_Request_
Reproduce every one of the records below verbatim, changing nothing and leaving nothing out.

_Given data_
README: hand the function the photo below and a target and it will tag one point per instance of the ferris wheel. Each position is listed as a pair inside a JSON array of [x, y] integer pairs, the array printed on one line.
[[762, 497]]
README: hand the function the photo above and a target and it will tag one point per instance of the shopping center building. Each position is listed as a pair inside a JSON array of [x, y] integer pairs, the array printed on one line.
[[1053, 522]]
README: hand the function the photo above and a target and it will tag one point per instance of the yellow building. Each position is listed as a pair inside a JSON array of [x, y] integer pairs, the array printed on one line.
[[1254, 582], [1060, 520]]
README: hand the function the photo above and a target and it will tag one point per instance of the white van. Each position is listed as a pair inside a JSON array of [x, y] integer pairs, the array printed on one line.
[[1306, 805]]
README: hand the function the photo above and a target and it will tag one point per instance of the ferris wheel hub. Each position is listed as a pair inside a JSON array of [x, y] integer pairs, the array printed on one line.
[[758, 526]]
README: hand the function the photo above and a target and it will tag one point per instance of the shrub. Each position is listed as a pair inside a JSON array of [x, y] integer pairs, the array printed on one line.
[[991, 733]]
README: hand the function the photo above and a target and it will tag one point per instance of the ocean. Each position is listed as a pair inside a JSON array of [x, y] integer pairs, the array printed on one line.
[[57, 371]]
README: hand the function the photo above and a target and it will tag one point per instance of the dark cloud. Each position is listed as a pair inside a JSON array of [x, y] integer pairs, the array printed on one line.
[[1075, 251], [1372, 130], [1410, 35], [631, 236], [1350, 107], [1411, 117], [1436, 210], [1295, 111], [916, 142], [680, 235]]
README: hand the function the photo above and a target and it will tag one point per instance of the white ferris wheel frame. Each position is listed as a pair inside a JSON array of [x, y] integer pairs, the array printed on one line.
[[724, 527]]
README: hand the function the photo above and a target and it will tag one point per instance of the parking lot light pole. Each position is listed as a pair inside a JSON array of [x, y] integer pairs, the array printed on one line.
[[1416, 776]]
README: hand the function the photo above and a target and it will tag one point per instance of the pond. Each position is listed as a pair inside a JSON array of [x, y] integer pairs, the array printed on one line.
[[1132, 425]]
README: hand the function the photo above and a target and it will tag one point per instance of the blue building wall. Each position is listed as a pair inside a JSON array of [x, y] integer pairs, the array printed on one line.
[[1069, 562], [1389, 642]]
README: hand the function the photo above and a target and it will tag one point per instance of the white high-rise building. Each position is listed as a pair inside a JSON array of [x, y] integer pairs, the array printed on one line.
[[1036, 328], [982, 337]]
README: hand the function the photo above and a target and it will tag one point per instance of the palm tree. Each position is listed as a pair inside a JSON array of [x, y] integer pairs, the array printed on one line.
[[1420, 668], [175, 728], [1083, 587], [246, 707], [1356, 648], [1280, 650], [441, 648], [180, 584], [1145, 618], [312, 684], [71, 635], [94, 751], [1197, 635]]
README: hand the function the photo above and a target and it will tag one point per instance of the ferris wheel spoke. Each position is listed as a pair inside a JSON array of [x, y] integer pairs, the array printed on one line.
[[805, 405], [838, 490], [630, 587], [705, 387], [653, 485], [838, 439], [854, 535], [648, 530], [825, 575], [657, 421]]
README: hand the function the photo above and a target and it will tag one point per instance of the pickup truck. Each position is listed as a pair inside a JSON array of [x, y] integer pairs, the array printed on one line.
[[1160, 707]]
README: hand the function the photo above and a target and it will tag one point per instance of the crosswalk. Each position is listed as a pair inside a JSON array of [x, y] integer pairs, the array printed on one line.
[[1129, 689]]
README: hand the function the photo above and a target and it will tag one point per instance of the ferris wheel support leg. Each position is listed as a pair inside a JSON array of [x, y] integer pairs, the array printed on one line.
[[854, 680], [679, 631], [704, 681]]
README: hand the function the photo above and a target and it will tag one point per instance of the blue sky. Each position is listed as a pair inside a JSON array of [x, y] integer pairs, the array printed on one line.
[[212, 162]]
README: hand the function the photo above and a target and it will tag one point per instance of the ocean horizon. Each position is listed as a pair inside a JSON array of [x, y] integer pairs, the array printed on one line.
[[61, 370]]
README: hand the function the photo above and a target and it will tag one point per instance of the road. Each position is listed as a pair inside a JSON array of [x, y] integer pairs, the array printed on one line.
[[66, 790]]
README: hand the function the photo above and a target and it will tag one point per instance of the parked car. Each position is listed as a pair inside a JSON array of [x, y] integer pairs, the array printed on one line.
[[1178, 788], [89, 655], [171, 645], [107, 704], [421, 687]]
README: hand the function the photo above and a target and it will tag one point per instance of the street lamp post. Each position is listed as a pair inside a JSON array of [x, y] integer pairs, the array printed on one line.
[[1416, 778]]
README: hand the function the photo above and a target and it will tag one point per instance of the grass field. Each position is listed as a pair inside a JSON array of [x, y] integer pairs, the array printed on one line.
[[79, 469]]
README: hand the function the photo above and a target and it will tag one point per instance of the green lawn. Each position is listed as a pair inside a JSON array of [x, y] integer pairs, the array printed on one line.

_Solution to this problem_
README: hand the function the photo below and a target and it will tag one point per instance of the ferris wheel. Each position is listed as a pair inside a JSON array of [x, y] integer pairs, the array printed on one line.
[[762, 497]]
README: hand the function the photo above and a target and it will tag one point per instance of the shopping center building. Each position is listed as a pair inside a JSON array of [x, y] integer pairs, the array printed on one line.
[[1053, 522]]
README: hand the function the photo above and a target and it will tag one point per instance of the yellow building. Each position is listed as a pair inside a JSON array of [x, y] integer pairs, the array printed on one line.
[[1254, 582], [1060, 520]]
README: hand the function the photo above and a target and it will tag one point per instance of the white van. Each position is listed as a pair inside a JSON array of [x, y] integer pairs, the array printed on one line.
[[1306, 805]]
README: hand the function the photo above and a target and it will tag one point per instance of the ferris wheel hub. Each position is listed as a pair inside a JSON array of [x, y] integer pairs, the array printed on one line.
[[758, 526]]
README: hand the function the photo above and a target and it will tag one point per instance of the shrub. Each position is listed as a pair inside a JSON array of [x, y] integer pairs, the array printed on one line.
[[991, 733]]
README: hand the function the photo above and a target and it will tag one point per instance of the ocean. Each position is listed as a pair inside a JSON array of [x, y] integer pairs, the array printed on one line.
[[57, 371]]
README: hand the function the photo above and a target and it will tag one point per instance of the dark cloud. Each position is listed as a pair inside a JSON array of [x, y] integer pairs, the array printed on one line.
[[1075, 251], [1372, 130], [1410, 35], [631, 236], [1350, 107], [1411, 117], [1436, 210], [1295, 111], [916, 142], [680, 235]]
README: hand the function the photo above and a target and it will tag one point per instance of the white ferris wheel frame. Each position is listed as a pair inside a JSON array of [x, y] integer pairs, the array printed on one line.
[[724, 527]]
README: hand the function the photo above and a target and it will tag one point per instance of the parking lot light pole. Each position is listed as a pair inside a JSON array of [x, y] integer pairs, the array printed on one line.
[[1416, 776]]
README: hand the function the photo above and a target and it will tag one point per instance of the pond. Each position is listed as a pair inside a JSON array of [x, y] integer pairs, the array printed on one line.
[[1132, 425]]
README: hand the function the photo above and a target and it will tag one point per instance of the blue building wall. Each position is listed as a pair inside a JSON array of [x, y] integer pairs, the array printed on one line.
[[1069, 562], [1389, 642]]
README: hand the function the photo above and a target and it will tag one point per instance of the white high-rise building. Each position is listed as a pair inside a JSON array of [x, y] integer pairs, the array printed on one line.
[[1036, 328], [982, 337]]
README: hand the function the photo above and a target and it will tag one point per instance of the palm tree. Each position is listed as a pair inside a JSON array of [x, y] integer pairs, the array printed on one line.
[[1420, 668], [175, 728], [1083, 587], [246, 707], [1356, 648], [1280, 650], [441, 648], [180, 584], [1145, 618], [312, 684], [71, 635], [94, 751], [1197, 635]]
README: hand the function the photo above and a target and it will tag one point per instance of the ferris wheel spoke. Each position is listed as a pair inside a JSON array of [x, y] integer pairs, the array printed on one line.
[[805, 405], [838, 490], [630, 587], [705, 387], [653, 485], [838, 439], [854, 535], [648, 530], [825, 575], [657, 421]]
README: hand the function the photo above and a target and it will tag one point per instance of the pickup truck. Each position is listed as a pair inside a JSON array of [x, y] integer pairs, the array printed on one line.
[[1160, 707]]
README: hand the function the photo above and a target and it will tag one point per instance of the crosswalk. Each position is listed as a pair inside a JSON array of [x, y] integer pairs, the array printed on one line.
[[1129, 689]]
README: hand the function the photo above and a target and it will tag one point per instance of the ferris wheel support leg. Each position is listed as a pair inside a JSON array of [x, y] integer pairs, the array printed on one line.
[[854, 680], [679, 631], [704, 681]]
README: hand the function the photo above and a target and it will tag one point per instance of the blue sky. Each position is listed as a pair inside a JSON array of [x, y] integer pairs, the array printed on one line.
[[212, 162]]
README: hand the function the photo above and a target and it will tag one point per instance of the ocean horizon. Each position is listed as a pair inside a JSON array of [x, y] integer pairs, the array printed on one line.
[[61, 370]]
README: hand the function the photo above and a target and it will tag one point per instance of the road. Each position is listed as a pair inside a JSON array of [x, y] integer pairs, the array printed on one line.
[[66, 790]]
README: hand the function the photo above and a target and it will tag one point per instance of the parked car. Each position is listed as a pair inside a JSON array of [x, y] integer pairs, the array printed on one line.
[[1178, 788], [89, 655], [171, 645], [107, 704], [421, 687]]
README: hand the function the photo above and a target and it will tag one point per instance of the street lamp post. Each position is listed as a pair inside a JSON array of [x, y] integer pairs, the array printed on one line.
[[1416, 778]]
README: hand the function the photo above and a target and it will tag one point per instance of the grass field. Each position is listed as a pair inside a JSON array of [x, y] integer pairs, the array printed on one line.
[[79, 469]]
README: hand the function the photo above and a target and it will tag one point per instance of the green lawn. Each position is listed as a pair inside a JSON array of [x, y] integer pairs, the array printed on one line.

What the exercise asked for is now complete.